# Exercise directions
Copy the records below exactly.

(Point localization data)
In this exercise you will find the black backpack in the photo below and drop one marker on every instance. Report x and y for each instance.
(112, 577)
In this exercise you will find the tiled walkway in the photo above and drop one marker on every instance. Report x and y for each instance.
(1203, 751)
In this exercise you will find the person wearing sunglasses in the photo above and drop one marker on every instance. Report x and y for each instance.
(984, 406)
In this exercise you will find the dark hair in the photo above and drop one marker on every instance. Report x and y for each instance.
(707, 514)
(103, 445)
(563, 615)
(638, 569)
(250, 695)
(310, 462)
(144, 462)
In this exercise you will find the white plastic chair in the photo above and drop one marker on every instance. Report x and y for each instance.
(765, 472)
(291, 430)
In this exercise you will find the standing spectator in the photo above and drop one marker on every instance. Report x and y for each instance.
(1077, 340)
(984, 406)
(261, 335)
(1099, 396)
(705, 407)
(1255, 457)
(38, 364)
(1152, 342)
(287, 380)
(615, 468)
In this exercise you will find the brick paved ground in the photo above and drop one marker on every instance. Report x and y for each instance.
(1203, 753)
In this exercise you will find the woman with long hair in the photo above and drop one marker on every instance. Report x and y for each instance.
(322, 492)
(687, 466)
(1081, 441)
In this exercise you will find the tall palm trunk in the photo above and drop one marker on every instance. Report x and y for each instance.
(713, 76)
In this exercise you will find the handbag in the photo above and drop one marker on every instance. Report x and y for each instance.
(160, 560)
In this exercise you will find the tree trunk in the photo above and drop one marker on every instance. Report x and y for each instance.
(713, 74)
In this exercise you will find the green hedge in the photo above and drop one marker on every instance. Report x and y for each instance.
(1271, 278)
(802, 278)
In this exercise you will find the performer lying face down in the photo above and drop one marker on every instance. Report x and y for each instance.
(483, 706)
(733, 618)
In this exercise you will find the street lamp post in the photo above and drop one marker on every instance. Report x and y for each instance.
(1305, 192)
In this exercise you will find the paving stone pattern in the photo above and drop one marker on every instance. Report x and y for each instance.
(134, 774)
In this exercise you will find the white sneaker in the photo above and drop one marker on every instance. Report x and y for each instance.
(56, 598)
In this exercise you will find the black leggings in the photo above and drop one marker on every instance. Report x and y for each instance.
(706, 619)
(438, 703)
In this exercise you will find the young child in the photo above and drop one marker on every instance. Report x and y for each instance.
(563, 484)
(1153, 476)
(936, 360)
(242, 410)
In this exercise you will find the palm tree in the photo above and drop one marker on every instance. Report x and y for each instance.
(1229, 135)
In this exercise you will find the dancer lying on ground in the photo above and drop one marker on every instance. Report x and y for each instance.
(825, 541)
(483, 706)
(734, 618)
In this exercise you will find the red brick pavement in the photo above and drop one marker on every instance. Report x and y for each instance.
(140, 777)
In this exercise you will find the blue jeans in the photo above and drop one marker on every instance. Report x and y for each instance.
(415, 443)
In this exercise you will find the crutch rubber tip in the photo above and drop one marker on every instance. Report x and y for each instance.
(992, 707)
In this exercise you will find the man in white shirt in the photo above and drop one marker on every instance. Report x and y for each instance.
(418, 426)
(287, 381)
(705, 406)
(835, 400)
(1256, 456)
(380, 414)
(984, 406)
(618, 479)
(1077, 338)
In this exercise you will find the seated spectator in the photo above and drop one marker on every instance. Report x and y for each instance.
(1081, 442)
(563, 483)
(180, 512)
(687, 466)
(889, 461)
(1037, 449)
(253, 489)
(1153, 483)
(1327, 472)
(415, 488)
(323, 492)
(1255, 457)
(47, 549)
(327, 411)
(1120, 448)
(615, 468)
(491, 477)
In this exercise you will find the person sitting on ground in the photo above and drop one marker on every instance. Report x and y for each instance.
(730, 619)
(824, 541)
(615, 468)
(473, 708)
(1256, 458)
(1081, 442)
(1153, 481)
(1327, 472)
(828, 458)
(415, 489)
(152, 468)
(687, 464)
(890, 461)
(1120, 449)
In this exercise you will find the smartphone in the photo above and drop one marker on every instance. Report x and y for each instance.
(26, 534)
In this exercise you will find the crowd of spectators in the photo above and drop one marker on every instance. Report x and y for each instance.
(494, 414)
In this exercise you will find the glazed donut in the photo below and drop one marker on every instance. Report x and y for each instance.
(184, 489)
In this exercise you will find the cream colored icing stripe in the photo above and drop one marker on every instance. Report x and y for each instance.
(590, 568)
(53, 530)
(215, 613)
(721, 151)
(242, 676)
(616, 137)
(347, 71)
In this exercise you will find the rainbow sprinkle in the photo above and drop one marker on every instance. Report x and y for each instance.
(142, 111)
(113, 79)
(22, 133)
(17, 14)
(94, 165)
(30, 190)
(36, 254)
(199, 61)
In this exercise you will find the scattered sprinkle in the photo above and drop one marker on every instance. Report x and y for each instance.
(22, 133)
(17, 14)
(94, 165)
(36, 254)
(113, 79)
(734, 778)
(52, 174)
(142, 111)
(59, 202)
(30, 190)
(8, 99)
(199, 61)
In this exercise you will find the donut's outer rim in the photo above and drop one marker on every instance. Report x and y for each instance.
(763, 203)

# Answer to the problem
In this exercise you will find the black backpack in the photo below and drop one marker on every instance. Report x and y for each instance.
(112, 577)
In this exercise you will find the tiled walkway in the photo above and drop one marker on every instance. Report x and y for each instance.
(1203, 751)
In this exercise you will find the person wearing sunglasses in the photo above and drop one marker on every instance. Report x and y for each instance.
(984, 406)
In this exercise you will find the dark hair in the photo above and drop one marker on every instance. Report x and y for each instance.
(707, 514)
(103, 445)
(563, 615)
(638, 569)
(250, 695)
(310, 462)
(144, 462)
In this exercise you will find the white plastic chair in the photo above and drop one marker on every instance. Report x and y for each instance.
(765, 472)
(291, 430)
In this exercise you will find the standing spectator in the photo above and drop one marker on every instance. Report x and y for each instance.
(1077, 340)
(984, 406)
(261, 335)
(1099, 396)
(705, 407)
(1255, 457)
(38, 364)
(1152, 342)
(287, 380)
(615, 468)
In this exercise you will find the brick paved ground in the photo above and drop one marker on every instance. Report x and y for each instance.
(1203, 753)
In this exercise you will find the woman with long hair in the photo above and drop one marker on every instance. Report x and y for each instance.
(322, 492)
(687, 466)
(1081, 441)
In this exercise you will find the tall palm trunk in the photo above and drop one marker on every instance. Report x and y for each instance.
(713, 76)
In this exercise you will find the handbag in the photo above and drop one marker on every instance. Report x and y for each instance.
(160, 560)
In this exercise you will find the tree trunk in the photo above and drop one marker on every instance. Report x and y for each instance.
(713, 74)
In this exercise you will find the green hedge in the photo above and drop one marker on every instance. Report x and y for each instance.
(1271, 278)
(802, 278)
In this exercise you will find the performer lying face down in the photo above and drop one marker on every instance. Report x and y for each instance.
(483, 706)
(733, 618)
In this exercise you will find the street lamp post in the photo above and drop one marker on every instance. Report x and y for each instance.
(1305, 192)
In this exercise you will find the paving stone pattern in the photo above and drop one marker on every instance. Report x and y for each instance.
(134, 774)
In this exercise you will find the white sneaker in the photo above and drop one marker on every instance. Report x and y for each instance.
(56, 598)
In this exercise you will find the black leggings in the photo above and drop one marker on every instance. Report x and y for each instance.
(706, 619)
(438, 703)
In this exercise you will find the young child in the photo above and drop one marker on every instance. Report x and y for each instance.
(563, 484)
(1153, 476)
(936, 360)
(242, 410)
In this exercise you will find the palm tree in the photo above and drop one marker on every instance. Report x and y for each instance.
(1229, 135)
In this exercise you will find the dancer lying on ground in the photo above and drop one marker on every instance. Report x and y for each instance.
(825, 541)
(483, 706)
(734, 618)
In this exercise you will find the red brick pavement in the photo above and drop one marker on every instance. Report x and y for each instance.
(140, 777)
In this exercise you will find the blue jeans in the photo above and drop one marker on every instance. Report x and y for each instance.
(415, 443)
In this exercise you will find the crutch rubber tip in the photo above and drop one marker on every instance. Report x and y for each instance.
(992, 707)
In this exercise you will find the man in white shirt in the photo above and drop one marker on every instance. Report x and y for each instance.
(418, 426)
(287, 381)
(705, 406)
(835, 400)
(1256, 456)
(380, 414)
(984, 406)
(618, 479)
(1077, 338)
In this exercise you will find the seated spectator in the photo above and drop one marker on every instance. Report x and y for each instance.
(1081, 442)
(563, 483)
(180, 512)
(687, 466)
(889, 461)
(1037, 449)
(253, 489)
(1153, 483)
(1327, 472)
(415, 488)
(323, 492)
(1255, 457)
(47, 549)
(327, 411)
(1120, 448)
(615, 468)
(491, 477)
In this exercise you will find the person sitting on ground in the photo above and drop one marker on every instance. Report x and y for each instance.
(730, 619)
(824, 541)
(615, 468)
(473, 708)
(1256, 458)
(1081, 442)
(1153, 481)
(1327, 472)
(828, 458)
(415, 489)
(152, 468)
(687, 464)
(890, 461)
(1120, 449)
In this exercise you will find the smartphone in the photo above and drop one marker on every instance. Report x and y for each instance.
(26, 534)
In this exercise you will find the crowd of spectators in the photo above and drop one marker on every instance. Report x and y for each instance.
(494, 414)
In this exercise you will find the glazed donut in the photo below and drop one marker on every instance. Report x and y for each instance.
(184, 489)
In this exercise you will find the cream colored icing stripe in the photo above and drop one marker on every instance. Report x and y for each instance.
(590, 568)
(53, 530)
(215, 613)
(721, 151)
(242, 676)
(616, 137)
(347, 71)
In this exercise you will find the rainbow sprinkle in the photo above and drop one marker on every instance. Report x and y for each instance.
(142, 111)
(113, 79)
(22, 133)
(17, 14)
(94, 165)
(30, 190)
(36, 254)
(199, 61)
In this exercise you will find the scattered sprinkle in the photo above and drop one marker on every instance. Report x and y for each instance.
(22, 133)
(17, 14)
(94, 165)
(36, 254)
(113, 79)
(734, 778)
(52, 174)
(142, 111)
(59, 202)
(30, 190)
(8, 99)
(199, 61)
In this exercise you will find the donut's outer rim in the photo above and drop one marker on every instance. Report x and y for each instance.
(763, 203)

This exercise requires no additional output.